Textauszug:
Das Hotel dann war recht nett. Einen Live-Feuerwehr-Einsatz konnten wir auch noch grad miterleben, weil am nächsten Tag irgendwo in einem Hotelzimmer wohl etwas vor sich hin mottete. Aha, mal original Firefighters in Aktion. Nett, aber das nervenschädigende schrille Kreischen der Feueralarmsirenen ... hätte nun wirklich nicht sein müssen. Dass der Hund davon nicht wahnsinnig wurde, liess mich doch kurz erstaunen ...

Nun gut, da mein Flugzeug eh nur alle zwei Tage flog, hiess es dann halt noch ne zweite Nacht bleiben. Immerhin verschaffte mir das am Zwischentag zusammen mit Freundin und Hund ein tolles und sehr leckeres Abendessen bei einem Chinesen, der sich edel in einem irgendwie herrschaftlichen alten Haus niederlassen konnte. Da war mir schon das Ambiente sehr angehm, vornehm ... und die Bediensteten sprachen wirklich Chinesisch. Das Essen war exquisit. Auch nicht grad günstig, doch der Tipp diesmal gerne gegeben.

Extrahiertes Material:
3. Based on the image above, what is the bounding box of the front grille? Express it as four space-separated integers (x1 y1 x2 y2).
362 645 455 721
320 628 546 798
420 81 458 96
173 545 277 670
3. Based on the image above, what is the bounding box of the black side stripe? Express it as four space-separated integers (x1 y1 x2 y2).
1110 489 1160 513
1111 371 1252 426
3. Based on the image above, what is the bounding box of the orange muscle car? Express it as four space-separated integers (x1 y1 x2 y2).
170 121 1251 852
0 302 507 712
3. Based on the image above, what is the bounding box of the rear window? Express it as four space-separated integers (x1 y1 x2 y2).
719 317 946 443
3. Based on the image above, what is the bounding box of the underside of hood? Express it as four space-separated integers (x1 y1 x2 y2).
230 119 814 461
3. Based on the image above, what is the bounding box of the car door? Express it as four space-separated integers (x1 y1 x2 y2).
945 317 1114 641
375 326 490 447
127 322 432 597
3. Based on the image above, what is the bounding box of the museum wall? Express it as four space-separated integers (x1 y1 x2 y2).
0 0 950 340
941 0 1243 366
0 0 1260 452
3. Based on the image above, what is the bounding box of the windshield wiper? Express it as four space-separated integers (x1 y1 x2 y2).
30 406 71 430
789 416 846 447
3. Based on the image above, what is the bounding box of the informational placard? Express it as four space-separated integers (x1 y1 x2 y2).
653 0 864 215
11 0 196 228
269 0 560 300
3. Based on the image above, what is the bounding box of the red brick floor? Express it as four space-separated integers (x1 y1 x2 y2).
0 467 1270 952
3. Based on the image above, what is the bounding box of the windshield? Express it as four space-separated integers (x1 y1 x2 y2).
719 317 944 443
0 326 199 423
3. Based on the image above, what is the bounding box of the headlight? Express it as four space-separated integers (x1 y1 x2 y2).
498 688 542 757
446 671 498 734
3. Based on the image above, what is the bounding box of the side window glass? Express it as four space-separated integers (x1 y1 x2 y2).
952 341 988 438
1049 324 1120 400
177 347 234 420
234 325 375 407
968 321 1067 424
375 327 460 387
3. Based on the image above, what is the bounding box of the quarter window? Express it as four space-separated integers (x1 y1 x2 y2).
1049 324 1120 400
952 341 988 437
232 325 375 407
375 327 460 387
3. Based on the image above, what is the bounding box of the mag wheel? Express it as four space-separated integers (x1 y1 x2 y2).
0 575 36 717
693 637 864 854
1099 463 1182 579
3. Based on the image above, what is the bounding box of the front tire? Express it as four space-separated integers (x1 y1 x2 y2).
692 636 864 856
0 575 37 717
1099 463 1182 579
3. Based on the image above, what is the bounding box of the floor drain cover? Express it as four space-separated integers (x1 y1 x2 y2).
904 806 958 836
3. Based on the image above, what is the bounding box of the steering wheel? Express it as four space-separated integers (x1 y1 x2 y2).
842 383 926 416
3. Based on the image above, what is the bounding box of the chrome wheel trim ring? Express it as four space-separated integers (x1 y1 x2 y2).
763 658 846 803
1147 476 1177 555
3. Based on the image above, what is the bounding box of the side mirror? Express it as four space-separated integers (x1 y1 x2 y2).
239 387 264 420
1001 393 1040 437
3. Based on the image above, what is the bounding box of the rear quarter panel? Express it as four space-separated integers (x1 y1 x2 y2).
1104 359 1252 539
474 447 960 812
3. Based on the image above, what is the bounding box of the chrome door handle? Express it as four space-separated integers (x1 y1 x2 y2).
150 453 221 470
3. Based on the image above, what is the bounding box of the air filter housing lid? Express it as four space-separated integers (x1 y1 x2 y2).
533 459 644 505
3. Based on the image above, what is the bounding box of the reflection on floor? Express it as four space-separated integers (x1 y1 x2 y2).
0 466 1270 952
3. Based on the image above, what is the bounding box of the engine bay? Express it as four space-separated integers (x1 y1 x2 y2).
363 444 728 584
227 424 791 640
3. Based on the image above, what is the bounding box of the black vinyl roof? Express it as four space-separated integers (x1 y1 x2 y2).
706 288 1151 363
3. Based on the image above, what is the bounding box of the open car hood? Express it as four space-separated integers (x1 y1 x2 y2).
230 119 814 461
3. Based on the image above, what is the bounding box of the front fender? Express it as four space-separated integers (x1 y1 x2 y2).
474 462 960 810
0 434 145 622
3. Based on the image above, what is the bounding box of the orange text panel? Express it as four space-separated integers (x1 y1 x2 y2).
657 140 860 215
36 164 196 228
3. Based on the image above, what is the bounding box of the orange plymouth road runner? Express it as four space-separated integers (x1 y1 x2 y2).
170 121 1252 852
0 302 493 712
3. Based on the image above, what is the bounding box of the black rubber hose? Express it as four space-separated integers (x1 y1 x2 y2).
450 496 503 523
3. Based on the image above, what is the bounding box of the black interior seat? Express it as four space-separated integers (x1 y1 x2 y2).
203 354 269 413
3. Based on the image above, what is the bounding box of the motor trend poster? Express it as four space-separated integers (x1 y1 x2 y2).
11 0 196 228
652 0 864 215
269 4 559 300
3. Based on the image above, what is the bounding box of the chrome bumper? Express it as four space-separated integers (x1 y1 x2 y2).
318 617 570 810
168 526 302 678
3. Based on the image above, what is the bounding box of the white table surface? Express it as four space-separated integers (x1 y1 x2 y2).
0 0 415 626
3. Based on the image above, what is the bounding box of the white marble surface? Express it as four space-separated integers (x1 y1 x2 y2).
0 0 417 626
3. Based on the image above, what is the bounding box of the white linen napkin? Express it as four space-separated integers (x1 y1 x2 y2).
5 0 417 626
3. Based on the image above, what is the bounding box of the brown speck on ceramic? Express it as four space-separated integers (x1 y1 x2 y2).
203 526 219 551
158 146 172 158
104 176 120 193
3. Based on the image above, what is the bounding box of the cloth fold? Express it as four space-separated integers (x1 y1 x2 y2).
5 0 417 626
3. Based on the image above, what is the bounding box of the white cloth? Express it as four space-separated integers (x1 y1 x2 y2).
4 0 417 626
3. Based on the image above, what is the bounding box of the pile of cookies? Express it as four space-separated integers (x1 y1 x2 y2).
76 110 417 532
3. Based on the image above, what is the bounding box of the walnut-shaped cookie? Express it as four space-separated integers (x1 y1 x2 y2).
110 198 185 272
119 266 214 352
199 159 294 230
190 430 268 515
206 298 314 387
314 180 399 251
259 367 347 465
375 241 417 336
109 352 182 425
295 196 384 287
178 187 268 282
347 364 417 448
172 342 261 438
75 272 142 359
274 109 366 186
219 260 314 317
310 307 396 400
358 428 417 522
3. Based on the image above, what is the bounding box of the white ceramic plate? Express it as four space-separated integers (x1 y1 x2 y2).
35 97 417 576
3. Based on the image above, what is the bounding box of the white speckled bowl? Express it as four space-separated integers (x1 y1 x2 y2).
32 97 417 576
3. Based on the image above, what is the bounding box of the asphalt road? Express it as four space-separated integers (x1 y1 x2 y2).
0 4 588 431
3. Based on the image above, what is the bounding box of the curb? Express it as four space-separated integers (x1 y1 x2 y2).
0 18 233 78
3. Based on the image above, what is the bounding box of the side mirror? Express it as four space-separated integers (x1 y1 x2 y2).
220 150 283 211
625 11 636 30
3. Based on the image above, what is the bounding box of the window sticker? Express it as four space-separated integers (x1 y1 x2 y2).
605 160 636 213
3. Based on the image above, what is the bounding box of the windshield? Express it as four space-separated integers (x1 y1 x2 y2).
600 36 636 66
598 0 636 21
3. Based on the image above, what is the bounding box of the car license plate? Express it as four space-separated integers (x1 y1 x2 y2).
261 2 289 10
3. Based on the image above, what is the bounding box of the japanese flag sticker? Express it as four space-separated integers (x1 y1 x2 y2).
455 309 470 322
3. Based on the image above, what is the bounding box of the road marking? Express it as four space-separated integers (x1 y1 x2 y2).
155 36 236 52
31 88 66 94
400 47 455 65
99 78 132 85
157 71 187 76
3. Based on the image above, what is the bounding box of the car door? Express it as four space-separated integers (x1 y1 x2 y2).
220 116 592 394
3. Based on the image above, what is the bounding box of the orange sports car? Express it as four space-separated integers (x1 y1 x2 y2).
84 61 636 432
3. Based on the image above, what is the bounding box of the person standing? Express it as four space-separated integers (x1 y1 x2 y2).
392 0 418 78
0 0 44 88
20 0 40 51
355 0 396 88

Aufgaben:
1. Wie oft flog laut dem Reisebericht das Flugzeug der erzählenden Person?
2. Nennen Sie alle Eigenschaften, die der Reisebericht dem Abendessen beim Chinesen beziehungsweise dessen Essen zuschreibt.
3. Knüpfen Sie an den letzten Satz des Reiseberichts über Hotelaufenthalt und Abendessen an und führen Sie ihn weiter.

Lösungen:
1. Nur alle zwei Tage.

2. toll, sehr lecker, exquisit, nicht grad günstig

3.
Als ich im Zwischentag dann per Skype meinen Freund in der Schweiz anrief und ihm vom Amtrak-Desaster erzählte, war der schnell bei der Sache und googelte mir einen Artikel, den ich auf jeden Fall hätte vorher lesen müssen ...

http://www.cbsnews.com/news/why-amtrak-cant-run-trains-on-time/

Wie konnte ich Naivling - an die beste Eisenbahn gewöhnt - also auch nur im Entferntesten annehmen, dass ich der amerikanischen Eisenbahn trauen könnte. Teuer war diese Lektion. Nur das chinesische Essen stimmt mich etwas milder, das sich wenigstens lohnte als Teil der Zusatzausgabe wegen Amtrak. Verklagen kann man die übrigens nicht, die haben da sowas in den Allgemeinen Geschäftsbedingungen, die ja eh keiner oder dann zu spät liest. Das Ticket, das hätten sie mir rückerstattet ... $50 gegen $1400 ... das macht den Braten auch nicht mehr feiss.

Fazit aus der Sache: Amtrak fahren - nur, wenn man innert der nächsten 12 Stunden nichts Unverschiebliches im Kalender hat. Alles andere ist fahrlässig.